EXERCISE >> Arrange every line of the records below as a single numbered list, omitting any blank lines.

RECORDS TO PROCESS >>
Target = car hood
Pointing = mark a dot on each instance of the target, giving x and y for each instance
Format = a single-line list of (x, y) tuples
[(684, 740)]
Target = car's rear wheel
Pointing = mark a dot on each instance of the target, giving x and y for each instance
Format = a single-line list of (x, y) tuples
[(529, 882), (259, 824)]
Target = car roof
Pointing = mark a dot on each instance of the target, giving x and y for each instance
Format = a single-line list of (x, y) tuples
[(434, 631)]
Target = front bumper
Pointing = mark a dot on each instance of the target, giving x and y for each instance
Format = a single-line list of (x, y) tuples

SOLUTION TO THE PROBLEM >>
1. Target = car hood
2. Pointing = mark a dot on each instance of the target, giving x and y for each instance
3. Format = a single-line list of (x, y) tuples
4. [(684, 740)]
5. Target = car's rear wheel
6. Pointing = mark a dot on each instance of the target, giving x and y for each instance
7. Format = a single-line list of (x, y) tuples
8. [(529, 882), (259, 824)]
9. Target = car roof
10. Pointing = mark a dot on each instance of the target, giving x and y for each instance
11. Format = a single-line list of (x, y) tuples
12. [(434, 631)]
13. Target = front bumper
14. Pointing = mark a dot on each instance of the target, giving x and y for each instance
15. Format = a single-line list of (x, y) tuples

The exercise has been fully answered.